Saved entries
......

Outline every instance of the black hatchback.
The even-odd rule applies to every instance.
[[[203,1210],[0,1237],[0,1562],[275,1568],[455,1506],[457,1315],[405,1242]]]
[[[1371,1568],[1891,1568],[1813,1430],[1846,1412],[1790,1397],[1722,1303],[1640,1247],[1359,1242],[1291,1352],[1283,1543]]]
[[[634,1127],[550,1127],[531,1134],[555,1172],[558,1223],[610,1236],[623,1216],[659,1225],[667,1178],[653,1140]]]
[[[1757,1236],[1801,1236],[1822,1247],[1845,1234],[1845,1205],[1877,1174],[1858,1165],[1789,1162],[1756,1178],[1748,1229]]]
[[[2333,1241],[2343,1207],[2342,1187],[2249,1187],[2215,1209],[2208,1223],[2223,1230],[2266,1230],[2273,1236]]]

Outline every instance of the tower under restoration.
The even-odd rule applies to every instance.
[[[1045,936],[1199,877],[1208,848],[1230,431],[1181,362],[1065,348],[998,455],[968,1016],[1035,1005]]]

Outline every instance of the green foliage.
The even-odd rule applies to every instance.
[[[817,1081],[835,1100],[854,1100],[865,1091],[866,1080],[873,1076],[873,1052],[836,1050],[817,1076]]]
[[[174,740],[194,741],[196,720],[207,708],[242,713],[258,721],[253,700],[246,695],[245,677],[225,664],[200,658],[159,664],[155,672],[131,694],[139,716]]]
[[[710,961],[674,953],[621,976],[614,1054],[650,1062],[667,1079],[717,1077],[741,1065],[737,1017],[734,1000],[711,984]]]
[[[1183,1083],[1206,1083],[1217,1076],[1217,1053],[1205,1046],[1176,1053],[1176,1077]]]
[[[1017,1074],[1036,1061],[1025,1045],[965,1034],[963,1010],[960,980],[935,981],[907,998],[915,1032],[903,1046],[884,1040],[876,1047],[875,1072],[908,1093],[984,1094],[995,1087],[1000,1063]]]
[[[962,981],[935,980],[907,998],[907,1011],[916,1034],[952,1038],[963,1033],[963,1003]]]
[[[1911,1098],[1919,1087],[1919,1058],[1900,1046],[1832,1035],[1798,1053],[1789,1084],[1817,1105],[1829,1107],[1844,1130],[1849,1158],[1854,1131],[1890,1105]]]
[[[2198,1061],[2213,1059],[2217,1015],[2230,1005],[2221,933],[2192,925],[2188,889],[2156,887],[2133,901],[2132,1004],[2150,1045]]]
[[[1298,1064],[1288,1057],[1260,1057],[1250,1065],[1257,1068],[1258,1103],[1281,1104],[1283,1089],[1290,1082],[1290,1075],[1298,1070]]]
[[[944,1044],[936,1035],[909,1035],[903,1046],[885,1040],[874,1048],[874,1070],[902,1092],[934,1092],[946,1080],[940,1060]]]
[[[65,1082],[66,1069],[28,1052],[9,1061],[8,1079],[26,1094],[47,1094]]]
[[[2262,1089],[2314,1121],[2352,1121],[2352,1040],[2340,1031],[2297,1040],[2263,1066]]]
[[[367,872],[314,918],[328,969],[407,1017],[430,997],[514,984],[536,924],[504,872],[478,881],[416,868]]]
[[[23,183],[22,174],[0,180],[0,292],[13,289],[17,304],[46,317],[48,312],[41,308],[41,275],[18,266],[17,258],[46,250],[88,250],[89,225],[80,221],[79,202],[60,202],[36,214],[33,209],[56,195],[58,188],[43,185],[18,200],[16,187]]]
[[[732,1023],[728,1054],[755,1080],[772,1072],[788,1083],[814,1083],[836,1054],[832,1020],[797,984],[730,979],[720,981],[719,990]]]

......

_What you need to do_
Say how many lines in the entries contain the string "Outline". Nothing else belongs in the reply.

_The completed task_
3